* TEXT SECTION
┌────────

UPDATE: Any Climate Deal From Upcoming Summit Likely To Be Too Weak To Stop Warming - Reuters

A global deal to combat climate change in 2015 looks more likely after promises for action by China, the United States and the European Union, but any agreement will probably be too weak to halt rising temperatures. Delegates from almost 200 nations will meet in Lima, Peru, from Dec. 1-12 to work on the accord due in Paris in a year's time, also spurred by new scientific warnings about risks of floods, heatwaves, ocean acidification and rising seas. After failure to agree a sweeping U.N. treaty at a summit in Copenhagen in 2009, the easier but less ambitious aim now is a deal made up of "nationally determined" plans to help reverse a 45 percent rise in greenhouse gas emissions since 1990. "We are in much better shape," a year before Paris than in the run-up to Copenhagen, said Yvo de Boer, who was the U.N.'s climate chief in 2009 and now leads the Global Green Growth Institute in South Korea, which helps poor nations. The hope is that in Paris, delegates will also work out ways to ratchet up national plans in coming years to limit average temperatures rises to an agreed ceiling of 2 degrees Celsius (3.6 Fahrenheit) above levels before the Industrial Revolution. Temperatures have already climbed 0.85 C (1.5 F). "Not in my wildest dreams do I expect the Paris agreement to close the gap to 2 degrees," de Boer told Reuters. China, the United States and the European Union, which together account for more than half of world greenhouse gas emissions, have indicated they want some sort of global accord in Paris, sharply raising the chances of success for the summit. "The prognosis is vastly better than going into Copenhagen," said Robert Stavins, director of Harvard University's Environmental Economics Program. "The expectations (in 2008-09) were much too high."

└────────

* DIRECTIONS FOR THIS TASK
Name each risk that the climate summit article says the new scientific warnings point to. The material comes from a separate source and is unrelated to the article.

* DATA
┌────────

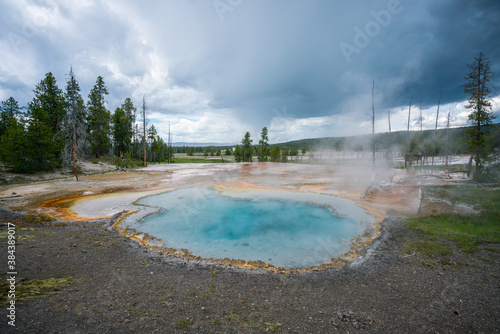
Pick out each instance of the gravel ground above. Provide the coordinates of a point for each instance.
(120, 287)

└────────

* RESPONSE
Floods, heatwaves, ocean acidification, rising seas